What you will do >>
[a] List each package name that the pip command in the init script of the RAPIDS on Databricks guide installs.
[b] Print the passage of the RAPIDS on Databricks guide from "Single-node GPU Notebook environment#" up to and including "for your project.".
[c] Proceed with the RAPIDS on Databricks guide, writing on from its last sentence.
---------- Extract to read
Databricks#

You can install RAPIDS on Databricks in a few different ways:

  1. Accelerate machine learning workflows in a single-node GPU notebook environment

  2. Spark users can install RAPIDS Accelerator for Apache Spark 3.x on Databricks

  3. Install Dask alongside Spark and then use libraries like dask-cudf for multi-node workloads

Single-node GPU Notebook environment#

Create init-script#

To get started, you must first configure an initialization script to install RAPIDS libraries and all other dependencies for your project.

Databricks recommends using cluster-scoped init scripts stored in the workspace files.

Navigate to the top-left Workspace tab and click on your Home directory then select Add > File from the menu. Create an init.sh script with contents:

#!/bin/bash
set -e

# Install RAPIDS libraries
pip install \
    --extra-index-url=https://pypi.anaconda.org/rapidsai-wheels-nightly/simple \
    "cudf-cu12>=25.12.*,>=0.0.0a0" "cuml-cu12>=25.12.*,>=0.0.0a0" \
    "dask-cuda>=25.12.*,>=0.0.0a0"

Launch cluster#

To get started, navigate to the All Purpose Compute tab of the Compute section in Databricks and select Create Compute. Name your cluster and choose “Single node”.
--------------------
---------- Available data
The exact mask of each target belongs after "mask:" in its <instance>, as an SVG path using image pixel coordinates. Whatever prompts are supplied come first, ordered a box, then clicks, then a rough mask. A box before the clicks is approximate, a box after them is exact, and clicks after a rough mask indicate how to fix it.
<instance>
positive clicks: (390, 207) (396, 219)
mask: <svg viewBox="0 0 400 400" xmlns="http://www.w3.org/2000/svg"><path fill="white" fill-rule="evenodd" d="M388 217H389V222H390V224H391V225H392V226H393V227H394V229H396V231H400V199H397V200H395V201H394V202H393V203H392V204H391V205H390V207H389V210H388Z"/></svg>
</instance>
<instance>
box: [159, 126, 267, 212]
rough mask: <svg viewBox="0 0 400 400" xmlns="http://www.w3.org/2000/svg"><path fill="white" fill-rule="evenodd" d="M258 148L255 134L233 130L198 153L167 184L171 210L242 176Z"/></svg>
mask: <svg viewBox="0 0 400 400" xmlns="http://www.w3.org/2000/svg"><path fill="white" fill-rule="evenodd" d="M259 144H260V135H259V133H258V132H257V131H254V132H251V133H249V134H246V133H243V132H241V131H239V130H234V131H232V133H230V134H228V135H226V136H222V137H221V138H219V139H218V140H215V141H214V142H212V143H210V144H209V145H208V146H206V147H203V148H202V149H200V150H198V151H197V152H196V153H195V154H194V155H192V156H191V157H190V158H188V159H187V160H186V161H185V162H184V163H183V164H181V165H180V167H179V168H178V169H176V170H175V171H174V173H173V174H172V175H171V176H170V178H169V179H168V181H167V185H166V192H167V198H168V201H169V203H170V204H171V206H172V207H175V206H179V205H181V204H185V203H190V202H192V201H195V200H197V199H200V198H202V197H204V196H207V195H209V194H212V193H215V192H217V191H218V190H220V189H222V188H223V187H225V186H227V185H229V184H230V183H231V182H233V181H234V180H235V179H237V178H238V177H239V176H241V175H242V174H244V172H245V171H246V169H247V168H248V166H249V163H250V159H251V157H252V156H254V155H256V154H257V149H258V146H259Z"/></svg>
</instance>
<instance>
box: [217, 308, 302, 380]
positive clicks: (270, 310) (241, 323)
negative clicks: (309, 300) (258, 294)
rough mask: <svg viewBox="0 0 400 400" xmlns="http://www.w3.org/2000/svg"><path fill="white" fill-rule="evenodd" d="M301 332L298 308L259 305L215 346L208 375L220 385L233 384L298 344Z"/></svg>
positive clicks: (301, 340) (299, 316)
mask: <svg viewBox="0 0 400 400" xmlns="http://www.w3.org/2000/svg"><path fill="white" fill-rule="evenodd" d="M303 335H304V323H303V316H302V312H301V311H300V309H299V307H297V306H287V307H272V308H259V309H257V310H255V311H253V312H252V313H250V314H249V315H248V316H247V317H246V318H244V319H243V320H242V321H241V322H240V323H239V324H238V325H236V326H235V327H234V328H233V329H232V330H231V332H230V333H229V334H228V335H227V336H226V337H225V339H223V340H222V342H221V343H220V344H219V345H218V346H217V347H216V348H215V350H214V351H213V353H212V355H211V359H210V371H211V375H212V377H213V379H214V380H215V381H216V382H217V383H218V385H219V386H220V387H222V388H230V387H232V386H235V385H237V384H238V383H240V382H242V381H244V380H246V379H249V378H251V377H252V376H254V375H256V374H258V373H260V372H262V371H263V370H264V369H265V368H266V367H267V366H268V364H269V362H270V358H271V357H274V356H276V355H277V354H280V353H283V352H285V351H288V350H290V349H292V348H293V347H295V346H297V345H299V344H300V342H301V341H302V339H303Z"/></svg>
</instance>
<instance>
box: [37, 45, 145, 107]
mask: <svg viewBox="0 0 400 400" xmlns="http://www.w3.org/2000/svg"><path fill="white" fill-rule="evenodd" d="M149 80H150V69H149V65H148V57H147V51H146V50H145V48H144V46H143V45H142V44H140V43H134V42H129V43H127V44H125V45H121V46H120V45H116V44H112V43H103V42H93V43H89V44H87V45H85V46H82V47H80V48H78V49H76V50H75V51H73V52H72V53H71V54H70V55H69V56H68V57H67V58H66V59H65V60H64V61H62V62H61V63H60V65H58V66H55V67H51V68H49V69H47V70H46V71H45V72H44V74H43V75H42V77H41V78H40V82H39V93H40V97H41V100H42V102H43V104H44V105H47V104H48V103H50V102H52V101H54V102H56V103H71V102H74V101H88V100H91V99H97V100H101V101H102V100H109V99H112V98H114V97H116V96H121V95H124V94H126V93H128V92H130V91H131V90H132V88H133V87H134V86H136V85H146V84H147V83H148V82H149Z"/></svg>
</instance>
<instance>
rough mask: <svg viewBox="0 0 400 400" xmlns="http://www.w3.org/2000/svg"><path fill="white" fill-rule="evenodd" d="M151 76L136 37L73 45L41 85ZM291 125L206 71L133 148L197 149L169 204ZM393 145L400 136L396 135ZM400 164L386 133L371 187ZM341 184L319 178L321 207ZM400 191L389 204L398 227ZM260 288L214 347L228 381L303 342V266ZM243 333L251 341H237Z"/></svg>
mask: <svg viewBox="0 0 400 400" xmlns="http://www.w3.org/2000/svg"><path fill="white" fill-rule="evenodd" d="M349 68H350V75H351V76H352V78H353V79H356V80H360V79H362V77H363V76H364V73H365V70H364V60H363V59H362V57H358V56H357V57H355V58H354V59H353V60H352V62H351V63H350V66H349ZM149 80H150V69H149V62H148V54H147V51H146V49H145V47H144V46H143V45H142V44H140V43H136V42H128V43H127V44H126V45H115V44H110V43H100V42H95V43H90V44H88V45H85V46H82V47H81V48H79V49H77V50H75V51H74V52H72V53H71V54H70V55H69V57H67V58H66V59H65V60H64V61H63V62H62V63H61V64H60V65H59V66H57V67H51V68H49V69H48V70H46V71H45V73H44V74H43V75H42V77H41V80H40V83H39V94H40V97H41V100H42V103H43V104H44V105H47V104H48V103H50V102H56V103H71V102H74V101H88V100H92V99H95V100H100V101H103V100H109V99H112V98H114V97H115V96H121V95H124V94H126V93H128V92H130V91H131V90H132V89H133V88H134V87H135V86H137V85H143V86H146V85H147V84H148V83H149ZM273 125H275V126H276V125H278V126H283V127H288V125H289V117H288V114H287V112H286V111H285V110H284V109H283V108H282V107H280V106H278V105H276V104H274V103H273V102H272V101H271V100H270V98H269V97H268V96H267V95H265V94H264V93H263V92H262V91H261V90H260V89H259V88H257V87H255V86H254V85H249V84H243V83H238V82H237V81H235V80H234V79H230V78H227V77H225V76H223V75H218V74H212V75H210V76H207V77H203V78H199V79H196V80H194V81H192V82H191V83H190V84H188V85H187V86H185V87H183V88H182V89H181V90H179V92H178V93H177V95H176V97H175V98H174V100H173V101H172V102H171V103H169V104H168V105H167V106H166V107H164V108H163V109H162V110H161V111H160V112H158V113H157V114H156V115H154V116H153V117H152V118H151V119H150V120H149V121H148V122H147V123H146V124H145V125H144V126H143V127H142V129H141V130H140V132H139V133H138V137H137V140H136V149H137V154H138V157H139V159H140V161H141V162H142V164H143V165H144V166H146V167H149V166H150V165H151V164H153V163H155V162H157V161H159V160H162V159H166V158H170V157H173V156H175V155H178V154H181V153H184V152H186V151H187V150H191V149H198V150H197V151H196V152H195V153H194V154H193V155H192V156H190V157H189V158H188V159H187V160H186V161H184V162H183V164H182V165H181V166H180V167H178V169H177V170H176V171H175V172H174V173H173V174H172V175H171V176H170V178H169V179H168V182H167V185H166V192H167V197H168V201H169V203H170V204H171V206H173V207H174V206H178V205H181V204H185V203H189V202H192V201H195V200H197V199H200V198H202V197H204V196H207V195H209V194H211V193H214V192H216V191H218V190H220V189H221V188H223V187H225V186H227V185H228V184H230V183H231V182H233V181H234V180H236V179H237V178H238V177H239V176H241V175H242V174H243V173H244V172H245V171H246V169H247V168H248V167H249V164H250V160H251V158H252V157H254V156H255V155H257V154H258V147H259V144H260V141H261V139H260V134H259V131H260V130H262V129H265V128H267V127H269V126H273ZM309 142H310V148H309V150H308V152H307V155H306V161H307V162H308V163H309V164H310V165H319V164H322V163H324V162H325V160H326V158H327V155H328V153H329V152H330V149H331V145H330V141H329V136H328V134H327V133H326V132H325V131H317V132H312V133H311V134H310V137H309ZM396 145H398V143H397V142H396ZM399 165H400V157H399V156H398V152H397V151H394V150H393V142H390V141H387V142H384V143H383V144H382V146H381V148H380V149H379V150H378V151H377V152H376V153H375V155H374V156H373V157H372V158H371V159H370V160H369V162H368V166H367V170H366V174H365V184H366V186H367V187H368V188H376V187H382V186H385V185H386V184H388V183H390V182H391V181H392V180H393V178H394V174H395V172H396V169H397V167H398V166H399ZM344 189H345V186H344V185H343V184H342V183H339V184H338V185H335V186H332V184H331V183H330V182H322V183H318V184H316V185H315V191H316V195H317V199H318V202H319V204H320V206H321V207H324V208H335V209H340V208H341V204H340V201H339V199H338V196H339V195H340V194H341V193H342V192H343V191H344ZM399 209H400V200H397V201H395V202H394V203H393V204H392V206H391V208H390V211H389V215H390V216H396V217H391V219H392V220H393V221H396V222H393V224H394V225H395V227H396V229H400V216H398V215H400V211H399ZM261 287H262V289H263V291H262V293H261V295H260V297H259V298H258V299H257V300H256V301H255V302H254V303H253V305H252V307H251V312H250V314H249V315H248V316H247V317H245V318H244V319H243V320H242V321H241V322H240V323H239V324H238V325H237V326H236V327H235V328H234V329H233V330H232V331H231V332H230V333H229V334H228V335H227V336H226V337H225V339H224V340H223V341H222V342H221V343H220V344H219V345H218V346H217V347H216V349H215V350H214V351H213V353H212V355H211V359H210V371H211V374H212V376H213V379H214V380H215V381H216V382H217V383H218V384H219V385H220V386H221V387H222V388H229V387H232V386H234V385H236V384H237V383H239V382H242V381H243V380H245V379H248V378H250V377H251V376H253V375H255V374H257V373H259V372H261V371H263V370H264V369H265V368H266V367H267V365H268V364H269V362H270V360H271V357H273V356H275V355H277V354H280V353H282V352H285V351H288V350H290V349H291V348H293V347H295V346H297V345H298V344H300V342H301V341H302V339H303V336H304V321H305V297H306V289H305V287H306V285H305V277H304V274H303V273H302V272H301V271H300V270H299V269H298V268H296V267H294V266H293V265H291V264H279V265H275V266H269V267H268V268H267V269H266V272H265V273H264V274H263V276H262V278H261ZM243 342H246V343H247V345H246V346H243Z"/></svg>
--------------------
Answers to each task >>
[a]
cudf-cu12
cuml-cu12
dask-cuda

[b]
Single-node GPU Notebook environment#

Create init-script#

To get started, you must first configure an initialization script to install RAPIDS libraries and all other dependencies for your project.

[c]
Screenshot of the Databricks compute page

In order to launch a GPU node uncheck Use Photon Acceleration and select any 15.x, 16.x or 17.x ML LTS runtime with GPU support. For example for long-term support releases you could select the 15.4 LTS ML (includes Apache Spark 3.5.0, GPU, Scala 2.12) runtime version.

The “GPU accelerated” nodes should now be available in the Node type dropdown.

Screenshot of selecting a g4dn.xlarge node type

Then expand the Advanced Options section, open the Init Scripts tab and enter the file path to the init-script in your Workspace directory starting with /Users/<user-name>/<script-name>.sh and click “Add”.

Screenshot of init script path

Select Create Compute

Test RAPIDS#

Once your cluster has started, you can create a new notebook or open an existing one from the /Workspace directory then attach it to your running cluster.

import cudf

gdf = cudf.DataFrame({"a":[1,2,3],"b":[4,5,6]})
gdf
    a   b
0   1   4
1   2   5
2   3   6

Quickstart with cuDF Pandas#

RAPIDS recently introduced cuDF’s pandas accelerator mode to accelerate existing pandas workflows with zero changes to code.

Using cudf.pandas in Databricks on a single-node can offer significant performance improvements over traditional pandas when dealing with large datasets; operations are optimized to run on the GPU (cuDF) whenever possible, seamlessly falling back to the CPU (pandas) when necessary, with synchronization happening in the background.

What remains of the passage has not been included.